What you have to do:
Locate "Each instance of the red and" in the listing below, then output the line holding it and every line after it, exactly and with nothing else.

Raw records:
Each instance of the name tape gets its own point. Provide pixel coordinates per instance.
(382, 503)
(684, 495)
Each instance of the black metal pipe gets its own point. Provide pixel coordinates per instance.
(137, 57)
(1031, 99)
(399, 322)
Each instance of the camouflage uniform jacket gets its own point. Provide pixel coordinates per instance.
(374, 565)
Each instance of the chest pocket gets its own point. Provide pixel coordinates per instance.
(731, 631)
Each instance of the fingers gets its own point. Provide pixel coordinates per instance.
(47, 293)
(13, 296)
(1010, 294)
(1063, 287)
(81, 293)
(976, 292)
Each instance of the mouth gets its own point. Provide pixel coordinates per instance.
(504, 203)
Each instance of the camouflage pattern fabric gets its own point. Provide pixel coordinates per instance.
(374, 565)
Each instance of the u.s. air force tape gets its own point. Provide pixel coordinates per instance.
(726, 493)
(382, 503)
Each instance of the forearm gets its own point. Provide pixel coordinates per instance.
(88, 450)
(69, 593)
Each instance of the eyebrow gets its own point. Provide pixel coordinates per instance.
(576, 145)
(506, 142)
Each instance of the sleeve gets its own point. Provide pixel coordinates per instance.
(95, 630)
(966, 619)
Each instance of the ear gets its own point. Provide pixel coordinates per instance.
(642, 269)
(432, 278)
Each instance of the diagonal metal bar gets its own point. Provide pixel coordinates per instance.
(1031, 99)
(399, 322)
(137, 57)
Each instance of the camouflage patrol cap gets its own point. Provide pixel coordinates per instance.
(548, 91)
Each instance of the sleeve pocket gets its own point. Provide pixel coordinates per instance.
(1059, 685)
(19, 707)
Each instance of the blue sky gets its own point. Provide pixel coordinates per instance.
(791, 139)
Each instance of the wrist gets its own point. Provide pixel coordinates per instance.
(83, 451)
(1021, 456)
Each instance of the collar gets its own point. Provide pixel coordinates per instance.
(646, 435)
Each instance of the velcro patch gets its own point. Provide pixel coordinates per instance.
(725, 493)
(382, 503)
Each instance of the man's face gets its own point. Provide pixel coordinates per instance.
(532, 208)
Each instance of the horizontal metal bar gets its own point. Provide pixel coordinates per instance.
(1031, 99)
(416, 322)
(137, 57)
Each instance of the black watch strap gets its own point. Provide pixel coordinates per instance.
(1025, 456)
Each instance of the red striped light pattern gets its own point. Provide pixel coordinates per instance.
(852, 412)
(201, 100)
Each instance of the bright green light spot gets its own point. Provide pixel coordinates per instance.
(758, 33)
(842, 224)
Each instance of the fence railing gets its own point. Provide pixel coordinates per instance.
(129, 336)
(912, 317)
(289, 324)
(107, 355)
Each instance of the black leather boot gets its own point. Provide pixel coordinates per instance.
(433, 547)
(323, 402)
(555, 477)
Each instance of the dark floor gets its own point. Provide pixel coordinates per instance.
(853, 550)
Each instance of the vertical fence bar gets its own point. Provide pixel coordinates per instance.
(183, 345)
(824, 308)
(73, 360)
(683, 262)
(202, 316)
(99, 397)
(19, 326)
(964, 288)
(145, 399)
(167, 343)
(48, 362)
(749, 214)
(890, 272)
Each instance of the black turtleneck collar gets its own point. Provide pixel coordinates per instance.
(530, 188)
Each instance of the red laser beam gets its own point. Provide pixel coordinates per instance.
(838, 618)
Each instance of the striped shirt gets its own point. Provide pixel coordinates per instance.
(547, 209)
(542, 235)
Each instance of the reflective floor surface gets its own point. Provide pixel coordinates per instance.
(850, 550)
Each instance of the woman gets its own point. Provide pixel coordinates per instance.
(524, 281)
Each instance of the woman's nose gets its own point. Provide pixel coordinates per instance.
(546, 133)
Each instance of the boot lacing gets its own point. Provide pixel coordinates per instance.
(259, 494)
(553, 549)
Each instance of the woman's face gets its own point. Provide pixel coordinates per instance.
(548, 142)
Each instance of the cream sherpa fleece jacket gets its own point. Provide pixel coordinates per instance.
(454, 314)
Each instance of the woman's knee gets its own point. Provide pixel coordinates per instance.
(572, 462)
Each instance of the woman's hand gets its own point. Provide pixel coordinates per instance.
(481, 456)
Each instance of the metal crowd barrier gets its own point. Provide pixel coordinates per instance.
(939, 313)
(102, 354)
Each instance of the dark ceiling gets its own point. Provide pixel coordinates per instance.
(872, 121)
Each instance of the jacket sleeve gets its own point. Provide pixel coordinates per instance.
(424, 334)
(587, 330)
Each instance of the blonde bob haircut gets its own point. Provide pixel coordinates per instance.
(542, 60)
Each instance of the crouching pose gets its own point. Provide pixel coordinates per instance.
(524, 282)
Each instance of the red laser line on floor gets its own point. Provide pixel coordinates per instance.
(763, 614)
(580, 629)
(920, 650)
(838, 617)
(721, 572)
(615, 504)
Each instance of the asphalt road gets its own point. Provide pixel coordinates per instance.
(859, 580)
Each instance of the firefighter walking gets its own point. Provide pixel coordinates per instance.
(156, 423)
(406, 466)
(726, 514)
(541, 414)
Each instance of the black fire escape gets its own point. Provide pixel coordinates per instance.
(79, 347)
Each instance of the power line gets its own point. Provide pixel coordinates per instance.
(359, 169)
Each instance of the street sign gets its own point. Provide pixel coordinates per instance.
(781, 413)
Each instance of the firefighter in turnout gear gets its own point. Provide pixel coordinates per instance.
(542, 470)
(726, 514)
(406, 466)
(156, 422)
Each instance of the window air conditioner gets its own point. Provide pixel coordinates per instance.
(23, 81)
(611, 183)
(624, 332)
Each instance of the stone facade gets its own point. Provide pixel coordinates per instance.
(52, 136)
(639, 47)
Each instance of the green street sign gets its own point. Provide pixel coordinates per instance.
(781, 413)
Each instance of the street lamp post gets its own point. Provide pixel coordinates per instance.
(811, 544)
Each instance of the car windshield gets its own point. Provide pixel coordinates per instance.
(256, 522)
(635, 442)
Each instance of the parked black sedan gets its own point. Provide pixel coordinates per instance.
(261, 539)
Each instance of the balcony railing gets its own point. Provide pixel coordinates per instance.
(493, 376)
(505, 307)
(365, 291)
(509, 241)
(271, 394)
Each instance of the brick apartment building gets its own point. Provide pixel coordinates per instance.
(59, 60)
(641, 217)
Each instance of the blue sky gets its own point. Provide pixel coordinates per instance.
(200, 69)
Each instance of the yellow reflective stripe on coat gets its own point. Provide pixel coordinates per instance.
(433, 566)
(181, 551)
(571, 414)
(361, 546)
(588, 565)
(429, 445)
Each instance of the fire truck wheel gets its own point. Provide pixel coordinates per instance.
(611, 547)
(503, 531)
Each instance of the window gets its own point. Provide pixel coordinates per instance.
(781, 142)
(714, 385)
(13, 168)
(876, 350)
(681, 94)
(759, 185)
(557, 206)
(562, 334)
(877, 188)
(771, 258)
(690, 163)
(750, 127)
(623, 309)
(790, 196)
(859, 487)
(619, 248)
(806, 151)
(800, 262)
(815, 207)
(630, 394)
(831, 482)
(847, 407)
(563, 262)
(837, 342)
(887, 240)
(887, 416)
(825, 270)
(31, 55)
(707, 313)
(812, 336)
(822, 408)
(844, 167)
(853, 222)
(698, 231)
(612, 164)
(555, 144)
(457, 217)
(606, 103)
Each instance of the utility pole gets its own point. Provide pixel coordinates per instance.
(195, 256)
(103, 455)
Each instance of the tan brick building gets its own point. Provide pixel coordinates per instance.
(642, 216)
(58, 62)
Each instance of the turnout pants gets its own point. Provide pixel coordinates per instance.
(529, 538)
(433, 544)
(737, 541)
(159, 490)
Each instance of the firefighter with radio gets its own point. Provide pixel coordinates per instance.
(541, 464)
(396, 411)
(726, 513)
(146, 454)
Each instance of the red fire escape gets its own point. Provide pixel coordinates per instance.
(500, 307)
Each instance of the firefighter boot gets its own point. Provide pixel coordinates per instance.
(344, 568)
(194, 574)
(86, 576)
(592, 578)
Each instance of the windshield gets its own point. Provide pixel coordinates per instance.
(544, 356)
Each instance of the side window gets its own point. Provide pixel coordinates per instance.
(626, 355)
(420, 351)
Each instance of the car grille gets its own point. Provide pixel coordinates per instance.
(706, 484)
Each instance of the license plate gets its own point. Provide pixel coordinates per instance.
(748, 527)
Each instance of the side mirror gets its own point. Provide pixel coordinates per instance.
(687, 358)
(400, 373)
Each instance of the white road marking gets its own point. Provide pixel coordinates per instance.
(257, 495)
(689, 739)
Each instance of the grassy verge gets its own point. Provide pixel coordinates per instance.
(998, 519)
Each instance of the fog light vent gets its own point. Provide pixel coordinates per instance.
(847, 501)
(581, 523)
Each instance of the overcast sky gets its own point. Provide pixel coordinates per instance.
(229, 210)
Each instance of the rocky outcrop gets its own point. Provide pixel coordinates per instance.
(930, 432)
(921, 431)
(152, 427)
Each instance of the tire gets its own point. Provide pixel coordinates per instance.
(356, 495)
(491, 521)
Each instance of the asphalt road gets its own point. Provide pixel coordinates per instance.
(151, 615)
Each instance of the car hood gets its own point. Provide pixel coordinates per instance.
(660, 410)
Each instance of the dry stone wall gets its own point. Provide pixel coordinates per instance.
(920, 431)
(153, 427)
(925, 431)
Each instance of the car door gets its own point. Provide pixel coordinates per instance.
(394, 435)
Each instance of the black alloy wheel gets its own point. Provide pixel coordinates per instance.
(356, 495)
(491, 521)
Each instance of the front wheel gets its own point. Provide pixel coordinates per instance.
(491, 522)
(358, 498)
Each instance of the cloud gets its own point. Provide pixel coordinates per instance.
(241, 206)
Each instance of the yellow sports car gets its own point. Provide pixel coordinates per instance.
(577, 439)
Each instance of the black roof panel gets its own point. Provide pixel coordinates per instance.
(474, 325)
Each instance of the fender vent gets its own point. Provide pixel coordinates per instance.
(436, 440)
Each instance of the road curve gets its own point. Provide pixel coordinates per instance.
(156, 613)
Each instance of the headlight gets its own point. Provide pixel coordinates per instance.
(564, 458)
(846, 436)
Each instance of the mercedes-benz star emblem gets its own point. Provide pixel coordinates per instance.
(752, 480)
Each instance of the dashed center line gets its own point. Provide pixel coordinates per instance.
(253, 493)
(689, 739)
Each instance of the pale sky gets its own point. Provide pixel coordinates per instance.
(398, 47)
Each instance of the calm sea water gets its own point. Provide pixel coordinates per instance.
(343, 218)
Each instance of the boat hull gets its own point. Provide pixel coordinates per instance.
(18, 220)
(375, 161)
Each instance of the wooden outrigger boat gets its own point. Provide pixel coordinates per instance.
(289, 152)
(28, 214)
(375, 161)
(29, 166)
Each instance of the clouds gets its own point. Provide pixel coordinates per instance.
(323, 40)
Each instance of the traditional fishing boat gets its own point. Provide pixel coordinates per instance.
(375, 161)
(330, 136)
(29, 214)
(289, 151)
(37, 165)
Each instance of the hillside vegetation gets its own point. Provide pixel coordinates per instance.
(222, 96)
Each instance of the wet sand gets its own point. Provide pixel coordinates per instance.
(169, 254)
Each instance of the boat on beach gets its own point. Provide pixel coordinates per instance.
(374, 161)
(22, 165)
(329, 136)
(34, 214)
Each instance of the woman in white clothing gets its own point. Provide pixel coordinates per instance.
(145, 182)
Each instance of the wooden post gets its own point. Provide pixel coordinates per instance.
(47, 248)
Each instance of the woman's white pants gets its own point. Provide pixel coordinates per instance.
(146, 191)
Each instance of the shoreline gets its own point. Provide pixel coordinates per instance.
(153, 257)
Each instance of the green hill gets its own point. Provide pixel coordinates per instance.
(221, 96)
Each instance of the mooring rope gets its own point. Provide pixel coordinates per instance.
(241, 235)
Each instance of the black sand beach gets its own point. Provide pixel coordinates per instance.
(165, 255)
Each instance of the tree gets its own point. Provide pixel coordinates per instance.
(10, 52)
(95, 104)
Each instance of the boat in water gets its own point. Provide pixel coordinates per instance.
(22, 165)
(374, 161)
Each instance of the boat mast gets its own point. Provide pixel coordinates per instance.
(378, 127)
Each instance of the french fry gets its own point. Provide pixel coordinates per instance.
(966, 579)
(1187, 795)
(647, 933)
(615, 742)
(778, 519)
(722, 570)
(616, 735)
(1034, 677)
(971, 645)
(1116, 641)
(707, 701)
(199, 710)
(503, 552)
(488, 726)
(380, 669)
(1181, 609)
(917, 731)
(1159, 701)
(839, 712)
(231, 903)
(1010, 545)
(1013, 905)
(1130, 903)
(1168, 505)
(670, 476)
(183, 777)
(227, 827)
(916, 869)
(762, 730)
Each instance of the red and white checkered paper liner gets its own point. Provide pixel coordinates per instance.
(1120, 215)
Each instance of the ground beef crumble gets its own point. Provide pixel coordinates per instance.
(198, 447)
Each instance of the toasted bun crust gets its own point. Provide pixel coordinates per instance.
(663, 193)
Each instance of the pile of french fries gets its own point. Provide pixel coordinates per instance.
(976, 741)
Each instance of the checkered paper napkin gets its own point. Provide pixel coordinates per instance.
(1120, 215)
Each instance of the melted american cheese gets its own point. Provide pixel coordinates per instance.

Reply:
Each instance of the red and white checkered paper liner gets its own point. Provide pixel coordinates per instance.
(1120, 215)
Each instance of the ground beef crumble gets its own point. Provide pixel coordinates per instance.
(198, 447)
Each instance of the toasted bun crust gets its own point. Provide pixel coordinates per instance.
(663, 193)
Each instance of the pile of french fries gets its own point. Provide pixel coordinates per instance.
(976, 741)
Each instance of the checkered paper napkin gets its own point. Provide pixel coordinates per instance.
(1120, 215)
Each instance of the melted american cheese gets its own point. Provide pixel coordinates per instance.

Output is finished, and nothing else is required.